§ WORK ITEM:
A word-for-word restatement of the full listing is required.
□ □ □ □ □
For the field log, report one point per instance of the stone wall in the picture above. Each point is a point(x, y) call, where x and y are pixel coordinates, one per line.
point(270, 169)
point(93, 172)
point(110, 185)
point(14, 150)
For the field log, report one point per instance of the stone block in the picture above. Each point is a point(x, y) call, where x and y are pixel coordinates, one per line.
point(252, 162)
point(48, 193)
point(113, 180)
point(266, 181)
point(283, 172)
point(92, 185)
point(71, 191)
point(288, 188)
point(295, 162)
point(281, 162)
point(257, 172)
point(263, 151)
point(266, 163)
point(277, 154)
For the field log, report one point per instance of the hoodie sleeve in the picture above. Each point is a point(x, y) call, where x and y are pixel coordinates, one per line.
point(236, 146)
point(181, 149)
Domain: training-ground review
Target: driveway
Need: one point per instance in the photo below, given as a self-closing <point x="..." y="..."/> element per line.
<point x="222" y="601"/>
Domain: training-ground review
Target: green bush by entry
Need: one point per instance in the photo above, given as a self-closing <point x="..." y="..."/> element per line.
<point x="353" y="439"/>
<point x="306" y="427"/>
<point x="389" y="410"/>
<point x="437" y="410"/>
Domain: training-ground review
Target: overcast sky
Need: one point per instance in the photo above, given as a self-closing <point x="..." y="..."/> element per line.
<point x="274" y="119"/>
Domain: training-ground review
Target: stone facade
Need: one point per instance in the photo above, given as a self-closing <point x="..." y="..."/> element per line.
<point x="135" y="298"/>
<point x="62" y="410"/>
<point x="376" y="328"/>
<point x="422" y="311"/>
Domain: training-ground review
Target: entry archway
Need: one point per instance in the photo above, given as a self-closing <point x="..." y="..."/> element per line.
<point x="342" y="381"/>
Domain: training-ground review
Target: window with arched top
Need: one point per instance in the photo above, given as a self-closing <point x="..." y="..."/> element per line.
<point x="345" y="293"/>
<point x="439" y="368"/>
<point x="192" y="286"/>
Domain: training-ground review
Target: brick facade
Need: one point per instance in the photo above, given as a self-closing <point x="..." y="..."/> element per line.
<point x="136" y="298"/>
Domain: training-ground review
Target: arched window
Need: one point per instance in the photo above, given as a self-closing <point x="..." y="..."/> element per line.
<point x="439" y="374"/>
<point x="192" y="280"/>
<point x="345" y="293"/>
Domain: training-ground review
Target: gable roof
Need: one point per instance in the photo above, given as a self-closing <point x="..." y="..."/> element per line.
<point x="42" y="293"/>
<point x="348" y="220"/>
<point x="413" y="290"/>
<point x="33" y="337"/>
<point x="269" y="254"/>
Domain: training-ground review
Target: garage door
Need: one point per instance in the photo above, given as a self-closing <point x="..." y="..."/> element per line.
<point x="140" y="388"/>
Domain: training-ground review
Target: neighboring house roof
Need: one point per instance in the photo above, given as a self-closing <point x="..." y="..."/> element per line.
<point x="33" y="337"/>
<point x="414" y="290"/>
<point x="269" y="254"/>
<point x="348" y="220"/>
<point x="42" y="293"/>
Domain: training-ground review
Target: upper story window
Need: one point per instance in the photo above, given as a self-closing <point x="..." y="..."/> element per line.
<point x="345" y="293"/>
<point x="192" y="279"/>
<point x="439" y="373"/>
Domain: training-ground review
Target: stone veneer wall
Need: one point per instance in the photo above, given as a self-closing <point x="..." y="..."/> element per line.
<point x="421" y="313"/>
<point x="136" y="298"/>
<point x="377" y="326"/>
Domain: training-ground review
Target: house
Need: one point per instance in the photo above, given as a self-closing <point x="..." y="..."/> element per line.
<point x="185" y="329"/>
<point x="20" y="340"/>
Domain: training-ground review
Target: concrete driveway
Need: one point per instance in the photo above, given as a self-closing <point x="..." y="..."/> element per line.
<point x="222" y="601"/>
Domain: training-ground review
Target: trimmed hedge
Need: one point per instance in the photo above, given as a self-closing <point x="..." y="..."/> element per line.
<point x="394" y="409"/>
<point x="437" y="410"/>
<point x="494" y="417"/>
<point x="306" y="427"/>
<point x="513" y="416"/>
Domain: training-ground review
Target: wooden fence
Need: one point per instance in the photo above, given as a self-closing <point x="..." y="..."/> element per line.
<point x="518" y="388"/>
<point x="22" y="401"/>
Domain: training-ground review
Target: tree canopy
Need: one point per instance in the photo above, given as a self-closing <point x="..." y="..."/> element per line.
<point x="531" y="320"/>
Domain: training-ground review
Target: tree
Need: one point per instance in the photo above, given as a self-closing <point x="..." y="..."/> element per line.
□ □ □ □ □
§ ANSWER TO THE PROBLEM:
For the field log, report one point per instance of the stone wall in the picture above. Each point is a point(x, y) call, where x and y are pixel coordinates, one per line.
point(270, 169)
point(93, 172)
point(110, 185)
point(14, 150)
For the field log, report one point per instance of the stone block in the picture above. Each point is a point(x, y) call, where x and y are pixel coordinates, one per line.
point(252, 162)
point(48, 193)
point(113, 180)
point(266, 181)
point(283, 172)
point(92, 185)
point(71, 191)
point(288, 188)
point(295, 162)
point(281, 162)
point(257, 172)
point(263, 151)
point(266, 163)
point(277, 154)
For the field log, report one point per instance of the hoodie sleeve in the picture above. Each point is a point(x, y) call, where x and y are pixel coordinates, one per line.
point(236, 146)
point(181, 149)
Domain: training-ground review
Target: driveway
Need: one point per instance in the photo below, given as a self-closing <point x="..." y="..."/> element per line.
<point x="222" y="601"/>
Domain: training-ground review
Target: green bush by entry
Need: one point per instance in the photo above, given as a self-closing <point x="..." y="..."/> element per line.
<point x="353" y="439"/>
<point x="306" y="427"/>
<point x="389" y="410"/>
<point x="437" y="410"/>
Domain: training-ground review
Target: overcast sky
Need: one point per instance in the photo above, given as a self-closing <point x="..." y="..."/> element per line.
<point x="274" y="119"/>
Domain: training-ground review
Target: stone facade
Need: one point per instance in the photo above, given as a self-closing <point x="..." y="..."/> element per line.
<point x="135" y="298"/>
<point x="62" y="410"/>
<point x="376" y="328"/>
<point x="422" y="311"/>
Domain: training-ground review
Target: entry archway
Need: one point per instance in the photo above, given as a self-closing <point x="..." y="..."/> element per line.
<point x="342" y="381"/>
Domain: training-ground review
Target: window with arched top
Need: one point per instance in the photo above, given as a self-closing <point x="..." y="..."/> element per line.
<point x="345" y="293"/>
<point x="439" y="368"/>
<point x="192" y="286"/>
Domain: training-ground review
Target: brick facade
Need: one point per instance in the photo above, given as a self-closing <point x="..." y="..."/> element per line.
<point x="136" y="298"/>
Domain: training-ground review
Target: arched window
Need: one point per instance in the photo above, given as a self-closing <point x="..." y="..."/> element per line.
<point x="439" y="374"/>
<point x="192" y="280"/>
<point x="345" y="293"/>
Domain: training-ground review
Target: gable roof
Need: one point per instance in the photo above, given as a self-closing <point x="..." y="..."/> element per line.
<point x="42" y="293"/>
<point x="348" y="220"/>
<point x="413" y="290"/>
<point x="33" y="337"/>
<point x="269" y="254"/>
Domain: training-ground review
Target: garage door
Need: one point per instance in the photo above, given as a self-closing <point x="..." y="..."/> element per line.
<point x="140" y="388"/>
Domain: training-ground review
Target: neighboring house roof
Need: one point per instance in the photo above, given as a self-closing <point x="..." y="..."/> element per line.
<point x="33" y="337"/>
<point x="414" y="290"/>
<point x="269" y="254"/>
<point x="348" y="220"/>
<point x="42" y="293"/>
Domain: training-ground review
Target: upper story window
Need: one point per instance in the photo above, given as a self-closing <point x="..." y="..."/> element per line.
<point x="345" y="293"/>
<point x="192" y="279"/>
<point x="439" y="373"/>
Domain: training-ground review
Target: stone veneer wall
Need: one point per instance in the photo above, given as a self-closing <point x="..." y="..."/> element per line.
<point x="421" y="313"/>
<point x="136" y="298"/>
<point x="377" y="326"/>
Domain: training-ground review
Target: house
Need: one point per instance in the photo above, given as a self-closing <point x="..." y="..."/> element per line.
<point x="185" y="329"/>
<point x="20" y="340"/>
Domain: training-ground review
Target: concrete driveway
Need: one point per instance in the photo above, given as a self-closing <point x="..." y="..."/> element per line.
<point x="222" y="601"/>
Domain: training-ground review
Target: trimmed hedge
Need: one point per instance in the photo above, given as a self-closing <point x="..." y="..."/> element per line.
<point x="394" y="409"/>
<point x="437" y="410"/>
<point x="494" y="417"/>
<point x="306" y="427"/>
<point x="513" y="416"/>
Domain: training-ground review
Target: wooden fence
Need: one point per instance in the photo above, given as a self-closing <point x="..." y="..."/> element per line.
<point x="518" y="388"/>
<point x="22" y="401"/>
Domain: training-ground review
Target: tree canopy
Need: one point per instance in the photo above, given as a self-closing <point x="..." y="..."/> element per line.
<point x="531" y="320"/>
Domain: training-ground review
Target: tree
Need: one point per instance in the photo above, given as a self-closing <point x="..." y="..."/> element per line.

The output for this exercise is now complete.